Given exercise
Can you write the next part of the forum thread below about planning a west coast detailing day, starting right after its last line?
***** Extract provided *****
# West coast detailing day?



## GlasgowRob (Apr 3, 2006)

anyone fancy a wee detailing day in the next couple of weeks?

location probably my unit(east end Glasgow)
full facilities available and i'll even make sure theres some biccies in 


anyone fancy it and have a suggestion for dates?


----------



## Auto-Revive (Nov 20, 2009)

yeah count me in


----------



## GlasgowRob (Apr 3, 2006)

any thoughts on a date?


----------



## Jordan (Dec 22, 2008)

i'd maybe say end of april because the fife one is just 4 weeks away!


----------



## Auto-Revive (Nov 20, 2009)

end of april is sound wae me if thats cool with everybody else


----------



## Will-S (Jun 5, 2007)

I'd probably be interested in this. Just a meet for a catch up or would there be Autosmart rep there?


----------



## EthanCrawford (Jan 7, 2010)

aye end of april will do me prob be needing more stuff by then haha plus will have more hols so will be able to take a couple of days down ur way 2 c sum folk


----------



## GlasgowRob (Apr 3, 2006)
***** Given entries *****
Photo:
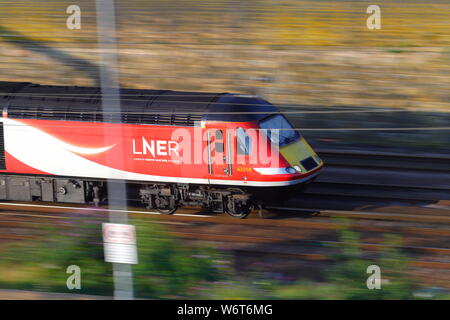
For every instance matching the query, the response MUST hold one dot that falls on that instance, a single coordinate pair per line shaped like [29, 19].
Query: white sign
[119, 243]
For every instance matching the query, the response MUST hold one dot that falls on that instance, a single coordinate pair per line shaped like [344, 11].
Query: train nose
[301, 156]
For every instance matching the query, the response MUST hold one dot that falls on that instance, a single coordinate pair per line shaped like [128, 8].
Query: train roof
[24, 100]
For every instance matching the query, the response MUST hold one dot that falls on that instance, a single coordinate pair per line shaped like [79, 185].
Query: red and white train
[225, 152]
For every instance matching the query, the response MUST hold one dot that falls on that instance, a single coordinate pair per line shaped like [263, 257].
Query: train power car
[225, 152]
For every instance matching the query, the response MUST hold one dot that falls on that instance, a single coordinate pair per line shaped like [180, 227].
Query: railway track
[294, 231]
[385, 160]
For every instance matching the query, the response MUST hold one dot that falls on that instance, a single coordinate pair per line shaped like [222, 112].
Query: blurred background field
[302, 55]
[316, 59]
[291, 52]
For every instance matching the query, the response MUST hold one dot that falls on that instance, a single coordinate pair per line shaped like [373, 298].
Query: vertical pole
[106, 33]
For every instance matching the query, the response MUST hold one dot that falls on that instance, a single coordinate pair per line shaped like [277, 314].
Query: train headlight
[317, 158]
[290, 170]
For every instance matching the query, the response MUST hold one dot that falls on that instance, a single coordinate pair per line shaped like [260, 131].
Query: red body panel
[140, 152]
*****
Output of the task
well i'll see who i can tempt along  autosmarts a possibility~(need to give the rep a call) i'm sure mark from autoglym would pop along though


----------



## -Aid- (Nov 28, 2009)

Yeah think i could manage this too, What we thinking Sat or Sun


----------



## Bratwurst (Jan 23, 2009)

I'm up for it - a wee spring-time meet sounds champion :thumb:


----------



## GlasgowRob (Apr 3, 2006)

Aid20vt said:


> Yeah think i could manage this too, What we thinking Sat or Sun


most likely a sunday although if the majority pref a saturday thats a goer too


----------



## -Aid- (Nov 28, 2009)

Am good For both just whats best for everyone else.


----------



## GlasgowRob (Apr 3, 2006)

right how do i add a poll


----------



## chisai (Jan 1, 2009)

Need to see what shift I am on. Mind and allow for any football games now, although being in the east end it might not be as crucial after last week-end!!


----------



## rossco_pico (Feb 24, 2010)

would it be ok if i came along rob? need as much advise as i can get? maybe bring an evo 8 for advise with?


----------



## Eazy (Jun 16, 2007)

u know il def be there rob


----------



## JJ_ (Oct 26, 2005)

I fancy this too ! subscribed


----------



## Mick (Jan 23, 2010)

its been a while any update on this?


----------



## Trever_the_reve (Feb 25, 2010)

I am pretty new to this is it ok if i pop along work permiting?


----------



## mazda7 (Sep 10, 2007)

I'd be up for the drive across...see what dates we come up with


----------



## GlasgowRob (Apr 3, 2006)

was postponed due to us moving into a bigger unit, but thats been put on hold for a few weeks. spose we could get a cheeky one in between now and then if anyones keen?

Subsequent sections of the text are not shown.